═════ DATASET RECORDS
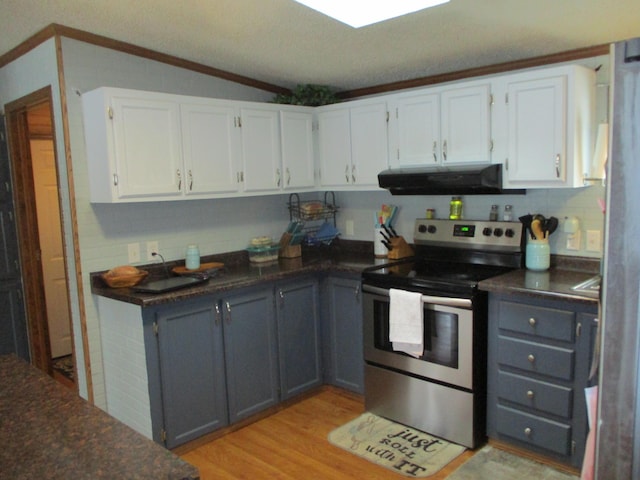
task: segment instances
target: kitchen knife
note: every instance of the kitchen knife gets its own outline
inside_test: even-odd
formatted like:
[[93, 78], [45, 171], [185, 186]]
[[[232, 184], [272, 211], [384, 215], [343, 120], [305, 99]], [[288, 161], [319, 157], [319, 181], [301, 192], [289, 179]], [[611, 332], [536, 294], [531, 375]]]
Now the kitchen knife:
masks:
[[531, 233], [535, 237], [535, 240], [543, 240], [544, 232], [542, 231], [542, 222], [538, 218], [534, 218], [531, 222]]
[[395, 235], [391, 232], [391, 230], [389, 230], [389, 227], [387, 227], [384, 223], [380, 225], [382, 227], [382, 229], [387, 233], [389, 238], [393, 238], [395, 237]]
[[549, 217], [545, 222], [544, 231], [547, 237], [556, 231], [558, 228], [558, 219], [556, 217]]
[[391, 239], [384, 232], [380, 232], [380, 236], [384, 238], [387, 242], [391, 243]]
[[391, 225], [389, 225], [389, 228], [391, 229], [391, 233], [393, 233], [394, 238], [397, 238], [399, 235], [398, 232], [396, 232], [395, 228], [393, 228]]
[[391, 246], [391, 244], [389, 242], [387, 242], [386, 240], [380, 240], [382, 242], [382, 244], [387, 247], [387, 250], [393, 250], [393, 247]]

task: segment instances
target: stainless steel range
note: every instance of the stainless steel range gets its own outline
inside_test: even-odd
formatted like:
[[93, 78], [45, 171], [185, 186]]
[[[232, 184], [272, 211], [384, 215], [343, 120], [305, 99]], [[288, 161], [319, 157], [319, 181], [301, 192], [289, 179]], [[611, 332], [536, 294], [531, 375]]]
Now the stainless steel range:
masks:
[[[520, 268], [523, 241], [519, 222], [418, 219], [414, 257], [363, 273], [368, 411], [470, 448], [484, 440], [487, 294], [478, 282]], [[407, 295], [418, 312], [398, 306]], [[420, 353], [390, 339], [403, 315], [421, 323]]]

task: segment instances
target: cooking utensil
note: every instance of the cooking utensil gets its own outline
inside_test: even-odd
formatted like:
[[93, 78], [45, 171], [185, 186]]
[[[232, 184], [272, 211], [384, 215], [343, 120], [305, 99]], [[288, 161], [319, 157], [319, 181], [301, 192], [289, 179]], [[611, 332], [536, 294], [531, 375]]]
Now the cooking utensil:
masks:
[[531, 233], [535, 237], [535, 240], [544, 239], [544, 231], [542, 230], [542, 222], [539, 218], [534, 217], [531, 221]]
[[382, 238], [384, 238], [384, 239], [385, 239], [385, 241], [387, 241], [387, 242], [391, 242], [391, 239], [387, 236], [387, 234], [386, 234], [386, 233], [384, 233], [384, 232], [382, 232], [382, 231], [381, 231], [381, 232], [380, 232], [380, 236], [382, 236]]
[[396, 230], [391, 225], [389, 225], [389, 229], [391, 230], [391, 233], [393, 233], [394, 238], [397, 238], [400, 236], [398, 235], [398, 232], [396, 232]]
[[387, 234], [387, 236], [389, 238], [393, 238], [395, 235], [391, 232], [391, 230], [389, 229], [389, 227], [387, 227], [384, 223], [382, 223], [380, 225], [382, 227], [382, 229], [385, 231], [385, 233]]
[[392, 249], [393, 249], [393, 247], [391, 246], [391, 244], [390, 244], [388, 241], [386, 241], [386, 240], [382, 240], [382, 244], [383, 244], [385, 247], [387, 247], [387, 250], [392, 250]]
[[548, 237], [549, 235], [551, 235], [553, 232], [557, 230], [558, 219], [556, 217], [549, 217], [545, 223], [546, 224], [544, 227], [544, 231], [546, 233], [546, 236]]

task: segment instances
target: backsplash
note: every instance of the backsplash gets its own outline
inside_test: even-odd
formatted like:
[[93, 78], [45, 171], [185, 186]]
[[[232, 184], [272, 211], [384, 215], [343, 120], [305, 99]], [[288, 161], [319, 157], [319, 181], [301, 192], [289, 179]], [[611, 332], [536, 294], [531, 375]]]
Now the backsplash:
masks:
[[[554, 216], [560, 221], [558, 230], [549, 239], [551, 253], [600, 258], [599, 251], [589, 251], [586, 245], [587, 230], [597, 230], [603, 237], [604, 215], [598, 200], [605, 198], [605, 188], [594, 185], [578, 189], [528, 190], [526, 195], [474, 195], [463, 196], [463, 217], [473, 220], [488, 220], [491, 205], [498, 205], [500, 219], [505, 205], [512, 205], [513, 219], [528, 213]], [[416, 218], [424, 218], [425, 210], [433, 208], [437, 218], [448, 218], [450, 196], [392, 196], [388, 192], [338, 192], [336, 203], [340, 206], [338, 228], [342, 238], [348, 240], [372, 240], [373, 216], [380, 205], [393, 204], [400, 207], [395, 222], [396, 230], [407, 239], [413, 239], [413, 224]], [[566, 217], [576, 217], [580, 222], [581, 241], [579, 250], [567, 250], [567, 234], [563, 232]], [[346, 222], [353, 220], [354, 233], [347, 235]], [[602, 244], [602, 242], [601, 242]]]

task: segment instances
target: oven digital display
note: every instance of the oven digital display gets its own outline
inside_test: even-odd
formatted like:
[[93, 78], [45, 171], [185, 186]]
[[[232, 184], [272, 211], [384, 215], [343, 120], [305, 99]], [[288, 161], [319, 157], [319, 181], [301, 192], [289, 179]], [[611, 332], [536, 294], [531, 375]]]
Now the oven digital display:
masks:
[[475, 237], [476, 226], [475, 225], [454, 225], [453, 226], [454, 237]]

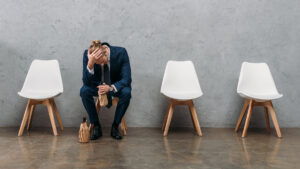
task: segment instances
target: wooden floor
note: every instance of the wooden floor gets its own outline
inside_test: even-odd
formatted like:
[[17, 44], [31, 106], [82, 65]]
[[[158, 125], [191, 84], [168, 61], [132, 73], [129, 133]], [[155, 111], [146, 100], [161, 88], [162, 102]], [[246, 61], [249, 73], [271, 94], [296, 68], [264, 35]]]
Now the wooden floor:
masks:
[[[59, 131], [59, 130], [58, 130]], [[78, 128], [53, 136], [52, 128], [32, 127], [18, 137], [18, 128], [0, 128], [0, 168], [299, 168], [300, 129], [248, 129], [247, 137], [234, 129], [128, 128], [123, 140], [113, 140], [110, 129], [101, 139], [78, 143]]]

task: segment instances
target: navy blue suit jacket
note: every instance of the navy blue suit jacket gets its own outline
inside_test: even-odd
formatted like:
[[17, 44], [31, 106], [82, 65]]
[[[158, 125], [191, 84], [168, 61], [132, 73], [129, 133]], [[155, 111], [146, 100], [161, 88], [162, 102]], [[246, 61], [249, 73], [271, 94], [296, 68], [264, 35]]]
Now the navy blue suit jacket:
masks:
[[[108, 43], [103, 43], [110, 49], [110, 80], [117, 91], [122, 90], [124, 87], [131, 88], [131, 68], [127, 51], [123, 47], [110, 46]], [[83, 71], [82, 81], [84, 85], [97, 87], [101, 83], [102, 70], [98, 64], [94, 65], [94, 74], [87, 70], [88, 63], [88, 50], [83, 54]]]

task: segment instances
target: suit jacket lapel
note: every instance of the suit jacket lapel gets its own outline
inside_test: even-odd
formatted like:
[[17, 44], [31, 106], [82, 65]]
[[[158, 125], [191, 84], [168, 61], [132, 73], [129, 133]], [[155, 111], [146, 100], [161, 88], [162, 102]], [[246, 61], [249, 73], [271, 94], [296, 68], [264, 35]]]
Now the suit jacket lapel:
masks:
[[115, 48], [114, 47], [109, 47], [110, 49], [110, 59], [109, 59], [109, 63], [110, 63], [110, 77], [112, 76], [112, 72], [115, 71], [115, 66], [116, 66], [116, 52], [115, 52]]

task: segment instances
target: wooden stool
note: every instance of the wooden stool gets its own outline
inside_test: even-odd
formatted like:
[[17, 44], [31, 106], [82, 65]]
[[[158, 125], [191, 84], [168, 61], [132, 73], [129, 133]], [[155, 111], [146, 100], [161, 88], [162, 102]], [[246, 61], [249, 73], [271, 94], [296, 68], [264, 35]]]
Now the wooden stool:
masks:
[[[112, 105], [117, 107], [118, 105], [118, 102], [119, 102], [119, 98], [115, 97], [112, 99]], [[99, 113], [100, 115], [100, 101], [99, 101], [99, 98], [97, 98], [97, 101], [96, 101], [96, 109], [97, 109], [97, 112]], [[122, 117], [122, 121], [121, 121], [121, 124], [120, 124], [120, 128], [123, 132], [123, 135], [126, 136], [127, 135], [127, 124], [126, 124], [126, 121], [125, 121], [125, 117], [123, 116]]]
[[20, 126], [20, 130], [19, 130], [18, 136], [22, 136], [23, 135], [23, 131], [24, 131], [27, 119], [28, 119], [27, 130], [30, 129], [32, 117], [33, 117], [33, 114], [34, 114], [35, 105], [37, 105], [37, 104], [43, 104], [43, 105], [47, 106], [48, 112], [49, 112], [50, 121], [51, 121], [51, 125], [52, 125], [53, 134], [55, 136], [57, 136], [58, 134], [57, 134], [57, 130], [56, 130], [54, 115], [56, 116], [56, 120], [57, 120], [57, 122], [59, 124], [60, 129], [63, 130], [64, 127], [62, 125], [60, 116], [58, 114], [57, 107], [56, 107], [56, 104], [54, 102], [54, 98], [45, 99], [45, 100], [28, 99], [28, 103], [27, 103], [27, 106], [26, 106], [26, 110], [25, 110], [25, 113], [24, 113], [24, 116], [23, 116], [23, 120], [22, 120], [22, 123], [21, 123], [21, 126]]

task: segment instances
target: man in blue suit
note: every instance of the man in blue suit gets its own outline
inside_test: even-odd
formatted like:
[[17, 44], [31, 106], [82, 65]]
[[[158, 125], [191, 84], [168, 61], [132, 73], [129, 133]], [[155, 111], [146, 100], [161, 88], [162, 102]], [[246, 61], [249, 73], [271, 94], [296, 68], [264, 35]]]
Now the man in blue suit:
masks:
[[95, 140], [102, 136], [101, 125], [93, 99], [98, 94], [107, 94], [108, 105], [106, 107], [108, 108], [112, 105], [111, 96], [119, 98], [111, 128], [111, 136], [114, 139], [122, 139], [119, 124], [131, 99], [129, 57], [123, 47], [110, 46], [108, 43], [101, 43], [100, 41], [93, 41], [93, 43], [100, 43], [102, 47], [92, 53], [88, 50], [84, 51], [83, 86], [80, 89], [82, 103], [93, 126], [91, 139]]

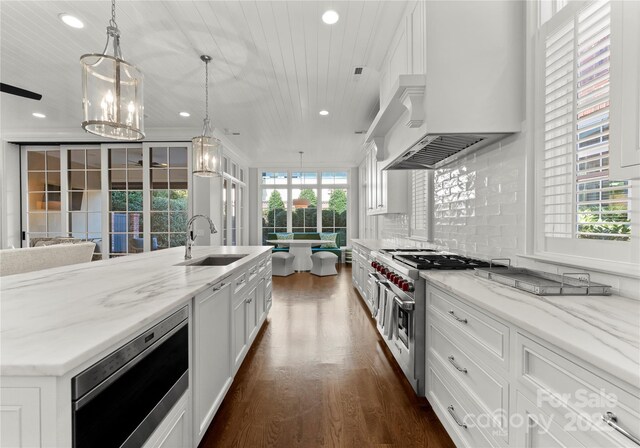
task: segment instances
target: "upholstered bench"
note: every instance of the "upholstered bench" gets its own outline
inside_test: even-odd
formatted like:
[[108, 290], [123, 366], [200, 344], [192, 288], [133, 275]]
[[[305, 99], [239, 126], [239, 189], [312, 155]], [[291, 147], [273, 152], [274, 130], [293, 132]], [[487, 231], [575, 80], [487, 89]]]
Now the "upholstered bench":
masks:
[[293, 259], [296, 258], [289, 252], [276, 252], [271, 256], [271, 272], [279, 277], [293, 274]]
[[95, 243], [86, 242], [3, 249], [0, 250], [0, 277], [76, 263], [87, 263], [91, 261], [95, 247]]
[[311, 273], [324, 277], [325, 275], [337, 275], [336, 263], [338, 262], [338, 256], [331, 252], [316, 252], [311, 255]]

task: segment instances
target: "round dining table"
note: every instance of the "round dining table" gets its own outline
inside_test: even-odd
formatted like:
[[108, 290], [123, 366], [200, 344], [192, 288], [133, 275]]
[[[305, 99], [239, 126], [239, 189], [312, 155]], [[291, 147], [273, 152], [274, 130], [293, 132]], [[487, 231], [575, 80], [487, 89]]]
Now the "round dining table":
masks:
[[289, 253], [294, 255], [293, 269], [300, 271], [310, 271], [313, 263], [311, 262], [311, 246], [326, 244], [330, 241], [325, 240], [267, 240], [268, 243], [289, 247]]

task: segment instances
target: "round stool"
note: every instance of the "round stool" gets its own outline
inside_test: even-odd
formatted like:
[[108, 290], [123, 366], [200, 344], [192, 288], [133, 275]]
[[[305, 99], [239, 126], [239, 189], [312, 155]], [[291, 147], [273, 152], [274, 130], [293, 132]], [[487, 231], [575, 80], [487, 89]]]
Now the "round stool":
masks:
══════════
## YOUR GOAL
Copy each line of the listing that holds the word "table".

## WRITTEN ANSWER
target: "round dining table"
note: every instance of the "round dining table" gets its own outline
Now the "round dining table":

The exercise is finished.